+++ PAGE EXCERPT

Large Course Organization and Communication: Head TA Toolkit

Cassandra Horii, Director, Center for Teaching, Learning, & Outreach

Caltech's largest courses enroll around 200 students, but even a course of 40-60 needssome extra tricks to run smoothly. This packet for Head TAs contains a brief toolkit of practices that make large courses into well-oiled machines of learning, so that instructors, TAs, and students alike are able to focus on the content, rather than on logistics.

1.  What’s the “big deal” with large courses?
What makes large courses challenging for:

TAs and Instructors: / Students:

In large courses you have taken or taught, what were some effective strategies that made them run smoothly?

++++++

## EXERCISES
- a) Echo everything in the toolkit excerpt from "Caltech's largest courses" down to "them run smoothly?".
- b) According to the toolkit excerpt, about how many students do Caltech's largest courses enroll?
The lines after the toolkit excerpt aren't needed.

+++ ITEMS

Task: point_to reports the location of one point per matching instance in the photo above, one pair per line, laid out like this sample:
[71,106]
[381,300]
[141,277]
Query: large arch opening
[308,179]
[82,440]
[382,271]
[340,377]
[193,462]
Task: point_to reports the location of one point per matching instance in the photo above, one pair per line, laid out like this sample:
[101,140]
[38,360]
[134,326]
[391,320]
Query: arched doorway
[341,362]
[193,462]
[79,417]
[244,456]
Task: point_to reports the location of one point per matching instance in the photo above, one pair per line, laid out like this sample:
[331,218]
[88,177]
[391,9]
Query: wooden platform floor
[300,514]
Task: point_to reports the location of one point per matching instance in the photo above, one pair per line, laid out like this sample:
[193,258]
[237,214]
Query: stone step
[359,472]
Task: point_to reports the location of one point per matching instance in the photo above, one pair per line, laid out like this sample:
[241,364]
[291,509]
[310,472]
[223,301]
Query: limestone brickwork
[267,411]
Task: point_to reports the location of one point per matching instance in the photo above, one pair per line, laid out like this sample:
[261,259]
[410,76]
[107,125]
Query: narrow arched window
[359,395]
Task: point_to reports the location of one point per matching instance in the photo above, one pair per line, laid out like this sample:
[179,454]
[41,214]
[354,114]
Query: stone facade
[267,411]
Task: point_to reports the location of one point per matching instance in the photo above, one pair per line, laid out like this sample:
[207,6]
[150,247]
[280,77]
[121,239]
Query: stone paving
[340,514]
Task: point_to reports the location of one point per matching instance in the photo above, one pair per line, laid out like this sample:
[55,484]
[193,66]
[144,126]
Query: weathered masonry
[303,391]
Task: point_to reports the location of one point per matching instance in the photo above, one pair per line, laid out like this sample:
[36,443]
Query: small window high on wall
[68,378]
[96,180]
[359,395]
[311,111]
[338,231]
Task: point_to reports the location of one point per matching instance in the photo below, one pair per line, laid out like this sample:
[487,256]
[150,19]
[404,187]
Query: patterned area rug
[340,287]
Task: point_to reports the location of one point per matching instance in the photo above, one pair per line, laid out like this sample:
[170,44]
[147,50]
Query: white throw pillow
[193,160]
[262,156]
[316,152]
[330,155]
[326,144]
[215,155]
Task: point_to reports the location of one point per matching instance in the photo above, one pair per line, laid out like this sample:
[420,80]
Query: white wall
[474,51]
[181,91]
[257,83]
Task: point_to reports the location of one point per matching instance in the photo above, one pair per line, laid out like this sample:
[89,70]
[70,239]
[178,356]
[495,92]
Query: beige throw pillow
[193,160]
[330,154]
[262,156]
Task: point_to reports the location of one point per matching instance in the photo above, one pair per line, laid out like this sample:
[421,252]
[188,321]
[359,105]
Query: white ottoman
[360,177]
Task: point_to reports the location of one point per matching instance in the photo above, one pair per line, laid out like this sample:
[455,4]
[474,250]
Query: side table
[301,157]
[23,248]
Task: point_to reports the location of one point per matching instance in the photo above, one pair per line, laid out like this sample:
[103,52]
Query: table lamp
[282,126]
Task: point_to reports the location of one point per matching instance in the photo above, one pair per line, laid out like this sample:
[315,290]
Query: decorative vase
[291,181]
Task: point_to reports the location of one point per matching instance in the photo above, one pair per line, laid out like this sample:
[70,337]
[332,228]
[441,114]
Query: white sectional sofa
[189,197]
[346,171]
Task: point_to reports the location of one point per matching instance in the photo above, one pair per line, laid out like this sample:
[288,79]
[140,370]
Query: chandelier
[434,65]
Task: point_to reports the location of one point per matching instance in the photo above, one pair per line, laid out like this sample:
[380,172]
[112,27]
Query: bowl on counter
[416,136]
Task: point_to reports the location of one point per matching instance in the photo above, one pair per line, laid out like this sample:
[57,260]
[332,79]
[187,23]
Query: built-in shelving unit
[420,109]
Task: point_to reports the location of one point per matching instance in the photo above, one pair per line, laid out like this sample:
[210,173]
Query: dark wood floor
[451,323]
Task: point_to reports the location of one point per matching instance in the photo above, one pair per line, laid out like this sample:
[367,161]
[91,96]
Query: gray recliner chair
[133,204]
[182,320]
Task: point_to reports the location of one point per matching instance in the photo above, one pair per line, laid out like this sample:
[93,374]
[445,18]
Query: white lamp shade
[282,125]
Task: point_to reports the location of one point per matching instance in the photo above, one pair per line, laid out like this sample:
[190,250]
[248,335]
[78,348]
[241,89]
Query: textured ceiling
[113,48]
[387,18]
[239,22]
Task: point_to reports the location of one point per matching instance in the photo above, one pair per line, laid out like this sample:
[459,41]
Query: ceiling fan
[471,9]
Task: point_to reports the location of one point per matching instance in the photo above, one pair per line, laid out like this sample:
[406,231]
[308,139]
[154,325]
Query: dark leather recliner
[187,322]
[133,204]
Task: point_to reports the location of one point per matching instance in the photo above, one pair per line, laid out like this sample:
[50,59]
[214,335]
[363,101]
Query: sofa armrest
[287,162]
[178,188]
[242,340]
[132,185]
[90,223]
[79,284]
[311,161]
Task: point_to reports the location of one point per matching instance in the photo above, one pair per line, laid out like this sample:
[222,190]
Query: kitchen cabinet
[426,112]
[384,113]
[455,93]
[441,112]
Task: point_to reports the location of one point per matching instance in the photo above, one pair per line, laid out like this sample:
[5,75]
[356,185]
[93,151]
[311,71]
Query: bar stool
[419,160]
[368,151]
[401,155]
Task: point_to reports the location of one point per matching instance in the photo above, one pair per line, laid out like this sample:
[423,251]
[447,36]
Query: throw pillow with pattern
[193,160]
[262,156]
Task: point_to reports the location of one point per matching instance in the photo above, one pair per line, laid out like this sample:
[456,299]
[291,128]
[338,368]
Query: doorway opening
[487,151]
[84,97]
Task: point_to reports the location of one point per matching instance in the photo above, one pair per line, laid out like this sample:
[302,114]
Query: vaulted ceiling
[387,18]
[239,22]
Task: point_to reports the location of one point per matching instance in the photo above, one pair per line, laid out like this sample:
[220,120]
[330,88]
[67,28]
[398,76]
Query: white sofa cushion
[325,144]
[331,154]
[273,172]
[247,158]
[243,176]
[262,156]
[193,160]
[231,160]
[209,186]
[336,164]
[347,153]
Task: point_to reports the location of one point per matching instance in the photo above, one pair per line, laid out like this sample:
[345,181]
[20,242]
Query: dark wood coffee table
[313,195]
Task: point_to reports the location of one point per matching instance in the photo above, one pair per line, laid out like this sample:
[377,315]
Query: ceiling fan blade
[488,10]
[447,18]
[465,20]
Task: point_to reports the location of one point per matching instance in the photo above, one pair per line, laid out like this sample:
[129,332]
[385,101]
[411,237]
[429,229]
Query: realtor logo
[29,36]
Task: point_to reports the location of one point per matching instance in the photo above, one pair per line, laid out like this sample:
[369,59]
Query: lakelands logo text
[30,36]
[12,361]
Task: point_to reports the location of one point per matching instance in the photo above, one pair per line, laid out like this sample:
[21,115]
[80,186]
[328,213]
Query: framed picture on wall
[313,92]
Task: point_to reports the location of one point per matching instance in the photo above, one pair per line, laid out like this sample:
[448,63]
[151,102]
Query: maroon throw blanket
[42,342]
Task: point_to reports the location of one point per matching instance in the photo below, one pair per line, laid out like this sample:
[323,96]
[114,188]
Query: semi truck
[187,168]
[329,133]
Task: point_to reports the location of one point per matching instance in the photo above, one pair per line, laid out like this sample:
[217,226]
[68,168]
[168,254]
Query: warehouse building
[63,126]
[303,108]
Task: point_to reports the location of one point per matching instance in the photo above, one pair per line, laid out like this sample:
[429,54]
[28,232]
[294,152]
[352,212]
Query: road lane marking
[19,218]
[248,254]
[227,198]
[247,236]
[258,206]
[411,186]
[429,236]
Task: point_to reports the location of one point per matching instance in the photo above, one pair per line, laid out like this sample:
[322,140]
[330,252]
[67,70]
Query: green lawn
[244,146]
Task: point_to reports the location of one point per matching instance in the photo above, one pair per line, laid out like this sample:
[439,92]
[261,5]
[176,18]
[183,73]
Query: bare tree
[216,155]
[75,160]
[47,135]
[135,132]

++++++

## WRITTEN ANSWERS
- a)
Caltech's largest courses enroll around 200 students, but even a course of 40-60 needssome extra tricks to run smoothly. This packet for Head TAs contains a brief toolkit of practices that make large courses into well-oiled machines of learning, so that instructors, TAs, and students alike are able to focus on the content, rather than on logistics.

1.  What’s the “big deal” with large courses?
What makes large courses challenging for:

TAs and Instructors: / Students:

In large courses you have taken or taught, what were some effective strategies that made them run smoothly?

- b) Around 200 students.